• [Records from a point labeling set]
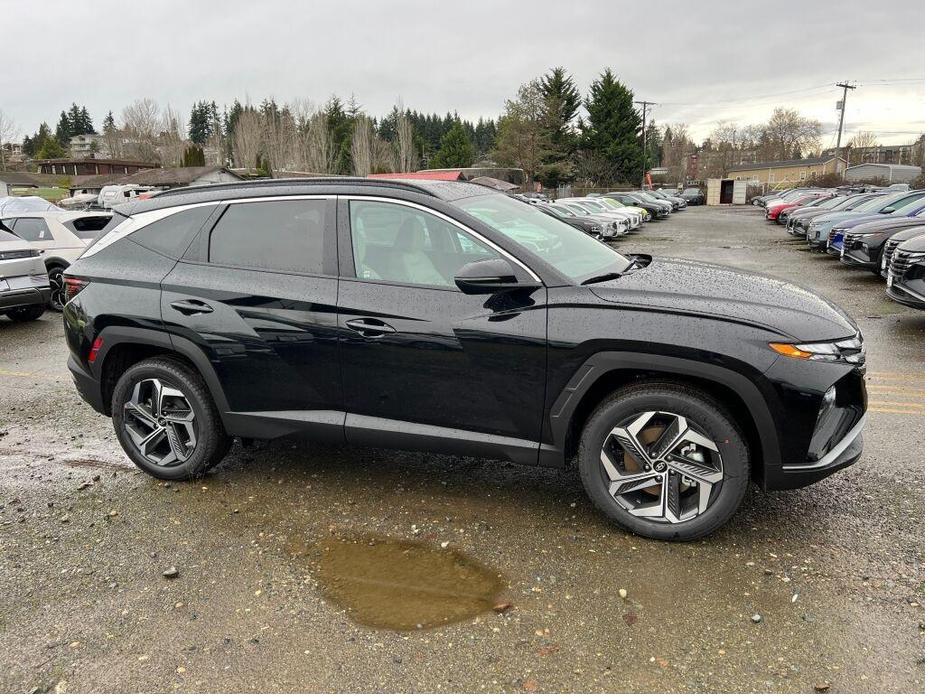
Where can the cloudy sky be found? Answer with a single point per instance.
(700, 62)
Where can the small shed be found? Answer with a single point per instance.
(891, 173)
(726, 191)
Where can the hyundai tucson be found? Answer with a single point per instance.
(450, 318)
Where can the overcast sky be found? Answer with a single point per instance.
(700, 61)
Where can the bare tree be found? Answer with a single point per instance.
(361, 147)
(141, 126)
(248, 136)
(7, 132)
(788, 133)
(863, 140)
(404, 138)
(318, 145)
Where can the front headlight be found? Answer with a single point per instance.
(850, 351)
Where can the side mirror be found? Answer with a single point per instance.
(487, 277)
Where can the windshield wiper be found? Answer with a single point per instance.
(603, 278)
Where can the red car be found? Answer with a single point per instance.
(773, 210)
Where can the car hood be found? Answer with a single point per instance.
(722, 293)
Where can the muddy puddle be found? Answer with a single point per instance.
(401, 585)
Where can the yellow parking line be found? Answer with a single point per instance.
(889, 410)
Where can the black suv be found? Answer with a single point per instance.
(451, 318)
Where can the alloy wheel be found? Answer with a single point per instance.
(661, 467)
(160, 422)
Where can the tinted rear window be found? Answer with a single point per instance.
(172, 235)
(283, 236)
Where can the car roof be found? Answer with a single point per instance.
(334, 185)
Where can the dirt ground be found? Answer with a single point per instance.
(493, 577)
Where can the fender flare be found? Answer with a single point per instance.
(597, 366)
(120, 335)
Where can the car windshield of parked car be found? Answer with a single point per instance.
(567, 249)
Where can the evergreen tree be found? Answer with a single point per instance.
(612, 128)
(456, 149)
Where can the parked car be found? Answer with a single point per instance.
(817, 233)
(642, 214)
(615, 225)
(893, 243)
(799, 220)
(587, 225)
(62, 237)
(629, 219)
(693, 196)
(410, 315)
(908, 206)
(775, 207)
(654, 210)
(24, 287)
(863, 244)
(905, 281)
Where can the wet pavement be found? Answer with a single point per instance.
(302, 567)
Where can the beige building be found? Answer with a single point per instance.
(781, 174)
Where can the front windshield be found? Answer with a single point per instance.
(567, 249)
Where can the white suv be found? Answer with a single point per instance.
(61, 237)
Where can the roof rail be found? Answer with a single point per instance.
(307, 182)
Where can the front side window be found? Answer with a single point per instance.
(570, 251)
(397, 243)
(32, 229)
(278, 236)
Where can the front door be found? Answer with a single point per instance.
(257, 294)
(425, 365)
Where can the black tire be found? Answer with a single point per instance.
(24, 314)
(701, 410)
(212, 443)
(56, 300)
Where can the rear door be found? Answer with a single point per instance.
(256, 292)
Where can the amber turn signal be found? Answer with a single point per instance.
(789, 350)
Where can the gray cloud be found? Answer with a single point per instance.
(701, 62)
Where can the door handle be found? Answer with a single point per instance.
(369, 327)
(190, 307)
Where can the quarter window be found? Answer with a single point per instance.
(401, 244)
(32, 229)
(282, 236)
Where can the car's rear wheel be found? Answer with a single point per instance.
(26, 313)
(56, 280)
(166, 421)
(664, 461)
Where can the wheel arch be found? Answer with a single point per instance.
(126, 346)
(604, 373)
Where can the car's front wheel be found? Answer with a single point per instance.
(664, 461)
(166, 421)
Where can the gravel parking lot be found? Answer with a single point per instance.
(516, 582)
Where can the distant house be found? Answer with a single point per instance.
(788, 172)
(158, 178)
(85, 146)
(891, 173)
(91, 167)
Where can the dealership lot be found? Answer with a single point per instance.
(821, 586)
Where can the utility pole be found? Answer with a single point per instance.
(841, 120)
(645, 149)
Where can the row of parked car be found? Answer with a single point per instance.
(882, 231)
(607, 216)
(35, 249)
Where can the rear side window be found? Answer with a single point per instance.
(281, 236)
(32, 229)
(87, 227)
(172, 235)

• [REQUIREMENTS]
Repeat the data exactly, excluding the pictures.

• [FINAL RESULT]
Where can the cloudy sky be found? Answer with a single point per instance.
(700, 62)
Where can the small shed be found? Answer with a single point per instance.
(891, 173)
(726, 191)
Where can the hyundai tucson be found? Answer with a single point per instance.
(450, 318)
Where can the overcast sky be found? Answer with a single point per instance.
(700, 61)
Where can the bare tree be found? Answer with a single point per instance.
(361, 147)
(141, 126)
(248, 136)
(7, 132)
(788, 133)
(863, 140)
(404, 138)
(318, 145)
Where can the front headlight be found? Answer with a single point per instance.
(850, 351)
Where can the side mirror be found? Answer with a single point per instance.
(487, 277)
Where can the windshield wiper be found? Answer with a single point per instance.
(603, 278)
Where can the red car be found? Answer with a single point per instance.
(773, 210)
Where can the car hood be found? Answer with a single point per instance.
(722, 293)
Where can the muddy puddle be found? Answer with a single point per instance.
(401, 585)
Where can the yellow parking line be found? Answer with a single point per instance.
(889, 410)
Where can the black suv be found? Answer with a single point per instance.
(451, 318)
Where can the alloy wheel be found? Answer with a single point per instance.
(661, 467)
(160, 422)
Where can the tinted rear window be found? Answer with a single point per instance.
(172, 235)
(283, 236)
Where can the car roof be found? Answer with a single point per instance.
(334, 185)
Where can the dirt ground be found? Answer with a single point per instance.
(493, 577)
Where can the fender flare be found? Answer with a single point per instance.
(597, 366)
(120, 335)
Where can the car windshield of parked car be found? Answer with a single point per instance.
(567, 249)
Where can the evergreen tree be found? Answer with a single point per instance.
(612, 128)
(456, 149)
Where can the parked car be found? Answer with a single point per instance.
(817, 233)
(642, 214)
(615, 225)
(893, 243)
(799, 220)
(587, 225)
(62, 237)
(629, 219)
(693, 196)
(410, 315)
(908, 206)
(775, 207)
(654, 210)
(24, 287)
(863, 244)
(905, 281)
Where can the wet pavement be found? Answer with a single point per instance.
(302, 567)
Where can the beige building be found? Answer with a single point per instance.
(781, 174)
Where can the front windshield be found? Answer with a single point per instance.
(567, 249)
Where can the white suv be found? Answer with a single point per instance.
(61, 237)
Where can the roof rail be found? Answer with a single point per instance.
(307, 182)
Where can the front side window be found? Answer with a single point per instance.
(570, 251)
(397, 243)
(32, 229)
(278, 236)
Where can the front door be found? Answer with a single point per instance.
(257, 294)
(425, 365)
Where can the black tire be found? Answer with a single point per instance.
(24, 314)
(701, 410)
(212, 443)
(56, 300)
Where can the rear door be found? Answer with a single point per instance.
(256, 292)
Where can the amber turn signal be found? Answer with a single point per instance.
(789, 350)
Where can the gray cloud be found? Answer with a single point per instance.
(701, 62)
Where can the door handle be found? Answer with a single point per instance.
(369, 327)
(190, 307)
Where can the quarter window be found? Answer with a single point per instance.
(401, 244)
(32, 229)
(282, 236)
Where can the car's rear wheel be found? Answer with a single point per instance.
(26, 313)
(56, 280)
(166, 421)
(664, 461)
Where can the wheel arch be found? Answer with a single point per instance.
(126, 346)
(604, 373)
Where can the car's front wheel be found? Answer with a single point per instance.
(664, 461)
(166, 421)
Where can the gravel parking lot be found? Answer with a single point per instance.
(516, 582)
Where can the distant house be found? Answer with a single point per instance.
(788, 172)
(158, 178)
(85, 146)
(891, 173)
(91, 167)
Where can the dealership lot be found? Answer with a single point per instance.
(821, 586)
Where can the utility pole be found? Answer with a single point per instance.
(841, 120)
(645, 149)
Where can the row of parked car be found? Answer with a single point per instance.
(882, 231)
(607, 216)
(35, 249)
Where can the rear side window be found? Answer with a single point per instance.
(281, 236)
(32, 229)
(87, 227)
(172, 235)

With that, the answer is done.